§ **Your instructions**
Convert every line of the records below into a numbered list, skipping blank lines. Leave the pictures out of your answer.

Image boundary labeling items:

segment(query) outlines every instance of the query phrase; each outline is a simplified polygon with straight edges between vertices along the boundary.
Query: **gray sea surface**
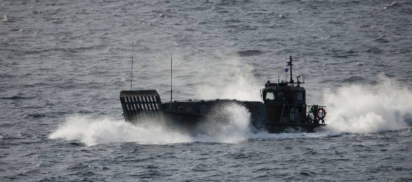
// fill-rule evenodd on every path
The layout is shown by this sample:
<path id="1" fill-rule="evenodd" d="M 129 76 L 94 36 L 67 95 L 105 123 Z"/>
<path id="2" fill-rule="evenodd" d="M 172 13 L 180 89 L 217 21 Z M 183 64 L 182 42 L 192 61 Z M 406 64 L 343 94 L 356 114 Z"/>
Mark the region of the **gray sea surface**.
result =
<path id="1" fill-rule="evenodd" d="M 412 18 L 407 0 L 0 0 L 0 181 L 412 181 Z M 291 55 L 328 125 L 257 132 L 236 106 L 211 135 L 127 123 L 132 42 L 132 89 L 163 101 L 172 45 L 176 100 L 260 100 Z"/>

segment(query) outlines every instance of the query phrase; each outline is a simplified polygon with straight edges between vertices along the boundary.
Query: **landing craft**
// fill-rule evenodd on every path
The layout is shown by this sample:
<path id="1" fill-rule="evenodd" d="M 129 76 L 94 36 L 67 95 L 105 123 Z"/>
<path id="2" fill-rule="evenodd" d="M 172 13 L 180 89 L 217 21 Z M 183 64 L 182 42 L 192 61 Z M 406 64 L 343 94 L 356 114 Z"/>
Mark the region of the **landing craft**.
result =
<path id="1" fill-rule="evenodd" d="M 276 133 L 292 129 L 313 132 L 314 128 L 326 126 L 326 106 L 306 104 L 306 91 L 300 86 L 304 83 L 304 79 L 300 82 L 298 76 L 295 82 L 292 79 L 293 61 L 292 56 L 289 56 L 285 69 L 290 72 L 289 82 L 278 80 L 278 83 L 273 83 L 268 80 L 260 91 L 261 101 L 231 99 L 172 101 L 171 94 L 170 101 L 162 102 L 154 90 L 122 91 L 120 97 L 123 115 L 127 122 L 137 124 L 145 122 L 144 120 L 147 117 L 155 120 L 165 118 L 169 126 L 196 133 L 205 123 L 224 124 L 227 122 L 224 115 L 228 114 L 224 113 L 224 107 L 236 104 L 249 111 L 250 125 L 257 131 Z M 218 118 L 211 116 L 215 116 L 213 113 L 219 111 L 221 112 Z"/>

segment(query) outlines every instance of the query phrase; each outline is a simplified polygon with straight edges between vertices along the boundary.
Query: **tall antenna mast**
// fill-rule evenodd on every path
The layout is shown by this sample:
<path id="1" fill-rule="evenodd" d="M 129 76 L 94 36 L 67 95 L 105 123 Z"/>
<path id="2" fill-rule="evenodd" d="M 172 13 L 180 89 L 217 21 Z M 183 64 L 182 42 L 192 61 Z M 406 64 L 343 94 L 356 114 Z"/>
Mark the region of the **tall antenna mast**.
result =
<path id="1" fill-rule="evenodd" d="M 285 66 L 287 66 L 287 49 L 286 48 L 286 42 L 285 42 Z M 285 72 L 285 82 L 287 82 L 287 72 Z"/>
<path id="2" fill-rule="evenodd" d="M 172 80 L 173 80 L 173 76 L 172 76 L 172 64 L 173 62 L 172 61 L 172 59 L 173 57 L 173 38 L 172 38 L 172 51 L 170 53 L 170 110 L 172 110 L 172 95 L 173 92 L 173 90 L 172 89 Z"/>
<path id="3" fill-rule="evenodd" d="M 130 76 L 130 90 L 132 90 L 132 81 L 133 80 L 133 41 L 132 41 L 132 75 Z"/>

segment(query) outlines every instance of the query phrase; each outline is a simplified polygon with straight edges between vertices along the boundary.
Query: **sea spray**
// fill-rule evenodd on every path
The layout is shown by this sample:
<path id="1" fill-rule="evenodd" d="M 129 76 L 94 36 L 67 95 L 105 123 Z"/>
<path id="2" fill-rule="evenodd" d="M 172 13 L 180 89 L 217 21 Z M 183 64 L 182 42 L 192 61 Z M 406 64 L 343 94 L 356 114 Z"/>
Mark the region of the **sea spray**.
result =
<path id="1" fill-rule="evenodd" d="M 412 111 L 412 91 L 388 78 L 381 77 L 379 83 L 326 91 L 326 129 L 358 133 L 408 127 Z"/>
<path id="2" fill-rule="evenodd" d="M 209 84 L 198 86 L 199 98 L 260 100 L 259 91 L 261 89 L 262 83 L 254 76 L 253 67 L 242 64 L 238 56 L 222 59 L 222 62 L 213 63 L 213 65 L 208 66 L 214 68 L 213 74 L 206 74 Z"/>
<path id="3" fill-rule="evenodd" d="M 155 125 L 141 127 L 123 120 L 108 117 L 93 118 L 79 114 L 69 115 L 66 120 L 50 138 L 76 140 L 88 145 L 123 142 L 163 144 L 192 141 L 188 136 L 168 131 Z"/>

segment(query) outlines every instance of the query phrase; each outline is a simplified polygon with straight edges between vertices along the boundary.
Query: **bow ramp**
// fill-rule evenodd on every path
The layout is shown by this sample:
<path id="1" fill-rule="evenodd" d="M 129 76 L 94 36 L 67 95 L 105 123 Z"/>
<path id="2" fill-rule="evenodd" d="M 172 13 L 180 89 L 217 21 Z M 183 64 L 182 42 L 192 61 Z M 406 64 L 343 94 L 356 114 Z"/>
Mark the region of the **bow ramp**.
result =
<path id="1" fill-rule="evenodd" d="M 128 121 L 134 120 L 136 116 L 143 113 L 162 110 L 160 97 L 154 90 L 122 91 L 120 97 L 123 116 Z"/>

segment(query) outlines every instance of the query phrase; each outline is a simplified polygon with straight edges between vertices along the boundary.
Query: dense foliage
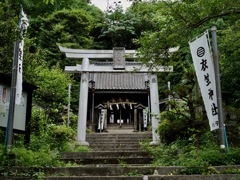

§ **Solved exercise**
1. segment(query) outlines every instance of the query phrase; each outline is a simplified polygon with straight edges between vertices along the boundary.
2. Query: **gray sea surface**
3. // fill-rule evenodd on every path
4. The layout is shown by this sample:
5. <path id="1" fill-rule="evenodd" d="M 129 76 L 94 36 L 67 95 L 105 123 Z"/>
6. <path id="2" fill-rule="evenodd" d="M 172 13 L 180 89 L 217 21 Z M 183 64 L 182 42 L 192 61 Z M 406 64 L 343 94 L 356 114 Z"/>
7. Mark the region of the **gray sea surface**.
8. result =
9. <path id="1" fill-rule="evenodd" d="M 412 18 L 407 0 L 0 0 L 0 181 L 412 181 Z M 291 55 L 328 125 L 257 132 L 236 106 L 211 135 L 127 123 L 132 42 L 132 89 L 163 101 L 172 45 L 176 100 L 260 100 Z"/>
10. segment(query) outlines every instance of the query phrase; each outline is a simplified polygon with straight edges between vertices along the boundary.
11. Query: **landing craft**
12. // fill-rule evenodd on every path
13. The layout is shown by this sample:
14. <path id="1" fill-rule="evenodd" d="M 129 76 L 94 36 L 67 95 L 105 123 Z"/>
15. <path id="2" fill-rule="evenodd" d="M 172 13 L 180 89 L 217 21 Z M 183 64 L 182 42 L 192 61 Z M 406 64 L 343 94 L 356 114 Z"/>
16. Mark the region of the **landing craft**.
17. result =
18. <path id="1" fill-rule="evenodd" d="M 276 133 L 292 129 L 313 132 L 314 128 L 326 126 L 326 106 L 306 104 L 306 91 L 300 86 L 304 83 L 304 79 L 300 82 L 298 76 L 295 82 L 292 79 L 293 61 L 292 56 L 289 56 L 285 69 L 290 72 L 289 82 L 278 80 L 278 83 L 273 83 L 268 80 L 260 91 L 261 101 L 231 99 L 172 101 L 171 94 L 170 101 L 162 102 L 154 90 L 122 91 L 120 97 L 123 115 L 127 122 L 137 124 L 145 122 L 144 120 L 147 117 L 155 120 L 165 118 L 169 126 L 196 133 L 205 123 L 224 124 L 227 122 L 224 115 L 228 114 L 224 113 L 224 107 L 236 104 L 249 111 L 250 125 L 257 131 Z M 218 118 L 211 116 L 215 116 L 213 113 L 219 111 L 221 112 Z"/>
19. segment(query) outlines every instance of the query phrase; each outline is a simplified polygon with straight edges between vertices along the boundary.
20. Query: **tall antenna mast**
21. // fill-rule evenodd on every path
22. The layout is shown by this sample:
23. <path id="1" fill-rule="evenodd" d="M 129 76 L 94 36 L 67 95 L 105 123 Z"/>
24. <path id="2" fill-rule="evenodd" d="M 172 13 L 180 89 L 217 21 Z M 183 64 L 182 42 L 192 61 Z M 406 64 L 343 94 L 356 114 Z"/>
25. Mark the region of the **tall antenna mast**.
26. result =
27. <path id="1" fill-rule="evenodd" d="M 285 66 L 287 66 L 287 49 L 286 48 L 286 42 L 285 42 Z M 285 72 L 285 82 L 287 82 L 287 72 Z"/>
28. <path id="2" fill-rule="evenodd" d="M 172 80 L 173 80 L 173 76 L 172 76 L 172 64 L 173 62 L 172 61 L 172 59 L 173 57 L 173 38 L 172 38 L 172 51 L 170 53 L 170 110 L 172 110 L 172 95 L 173 92 L 173 90 L 172 89 Z"/>
29. <path id="3" fill-rule="evenodd" d="M 130 76 L 130 90 L 132 90 L 132 81 L 133 80 L 133 41 L 132 41 L 132 75 Z"/>
30. segment(query) outlines every instance of the query phrase; each outline is a simplified polygon with straight edges between vertices along the boundary.
31. Query: **sea spray**
32. // fill-rule evenodd on every path
33. The layout is shown by this sample:
34. <path id="1" fill-rule="evenodd" d="M 129 76 L 94 36 L 67 95 L 105 123 Z"/>
35. <path id="2" fill-rule="evenodd" d="M 172 13 L 180 89 L 217 21 Z M 183 64 L 182 42 L 192 61 Z M 406 64 L 343 94 L 356 114 Z"/>
36. Mark the region of the **sea spray**.
37. result =
38. <path id="1" fill-rule="evenodd" d="M 412 111 L 412 91 L 388 78 L 381 77 L 379 83 L 326 91 L 326 129 L 358 133 L 408 127 Z"/>
39. <path id="2" fill-rule="evenodd" d="M 209 84 L 198 86 L 199 98 L 260 100 L 259 91 L 261 89 L 262 83 L 254 76 L 253 67 L 242 64 L 238 56 L 222 59 L 222 62 L 213 63 L 213 65 L 208 66 L 214 68 L 213 74 L 206 74 Z"/>
40. <path id="3" fill-rule="evenodd" d="M 155 125 L 141 127 L 123 120 L 108 117 L 93 118 L 79 114 L 69 115 L 66 120 L 50 138 L 76 140 L 88 145 L 123 142 L 163 144 L 192 141 L 188 136 L 168 131 Z"/>
41. segment(query) outlines every instance of the query phrase; each outline is a simplified polygon with straight edges between vertices along the boundary.
42. Query: **bow ramp**
43. // fill-rule evenodd on every path
44. The layout is shown by this sample:
45. <path id="1" fill-rule="evenodd" d="M 129 76 L 94 36 L 67 95 L 105 123 Z"/>
46. <path id="2" fill-rule="evenodd" d="M 172 13 L 180 89 L 217 21 Z M 183 64 L 182 42 L 192 61 Z M 406 64 L 343 94 L 356 114 Z"/>
47. Mark the region of the **bow ramp**.
48. result =
49. <path id="1" fill-rule="evenodd" d="M 128 121 L 134 120 L 136 116 L 143 113 L 162 110 L 160 97 L 154 90 L 122 91 L 120 97 L 123 116 Z"/>
50. segment(query) outlines every instance of the query phrase; each outline is a simplified polygon with straight edges between vertices along the boundary.
51. Query: dense foliage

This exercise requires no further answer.